» **EXERCISE DETAILS**
Reproduce the records below exactly, with nothing altered.

» **MATERIAL PROVIDED**

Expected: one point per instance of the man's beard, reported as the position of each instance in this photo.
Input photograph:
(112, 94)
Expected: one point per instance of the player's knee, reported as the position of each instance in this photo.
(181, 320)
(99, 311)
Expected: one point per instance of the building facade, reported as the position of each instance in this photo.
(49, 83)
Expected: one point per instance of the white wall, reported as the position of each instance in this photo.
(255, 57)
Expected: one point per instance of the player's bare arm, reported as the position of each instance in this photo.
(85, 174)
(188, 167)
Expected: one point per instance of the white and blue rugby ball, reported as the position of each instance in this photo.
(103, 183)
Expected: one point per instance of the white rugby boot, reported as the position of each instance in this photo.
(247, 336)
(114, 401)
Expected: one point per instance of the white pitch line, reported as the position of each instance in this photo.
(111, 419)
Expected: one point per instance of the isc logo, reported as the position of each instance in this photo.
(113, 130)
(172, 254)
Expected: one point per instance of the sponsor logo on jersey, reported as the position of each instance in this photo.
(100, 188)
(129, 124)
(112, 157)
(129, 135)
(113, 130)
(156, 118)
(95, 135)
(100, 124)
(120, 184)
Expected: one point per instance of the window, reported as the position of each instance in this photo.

» **ANSWER TO THE EXERCISE**
Expected: one point per instance of the man's beard, reported as the position of each instance in this photo.
Input photograph:
(112, 94)
Expected: one point per instance of the player's knee, reported as the position of each instance in this photo.
(181, 320)
(99, 311)
Expected: one point per instance of the building facade, reported as the position of each instance in this photo.
(49, 83)
Expected: one point per instance of the white wall, reported as the position of each instance in this photo.
(255, 57)
Expected: one point per instance of the player's bare arm, reported as the position of each instance in this photo.
(85, 174)
(188, 167)
Expected: one point per instance of the white and blue rugby ball, reported as the position of each instance in this photo.
(103, 183)
Expected: one point per instance of the white rugby boot, reported as the position of each instance in this photo.
(247, 336)
(114, 401)
Expected: one point per instance of the white pitch line, reported as the position of each instance in this photo.
(111, 419)
Expected: one point per instance of the isc logo, reported as the position of each instance in this photo.
(113, 130)
(172, 254)
Expected: one point per instance of the sponsor logo on jersey, reported as the position of each instance in this photo.
(100, 188)
(129, 124)
(112, 157)
(129, 135)
(113, 130)
(156, 118)
(95, 135)
(100, 124)
(120, 184)
Expected: one point per instance of the window, reported as the position of each instance in this photo.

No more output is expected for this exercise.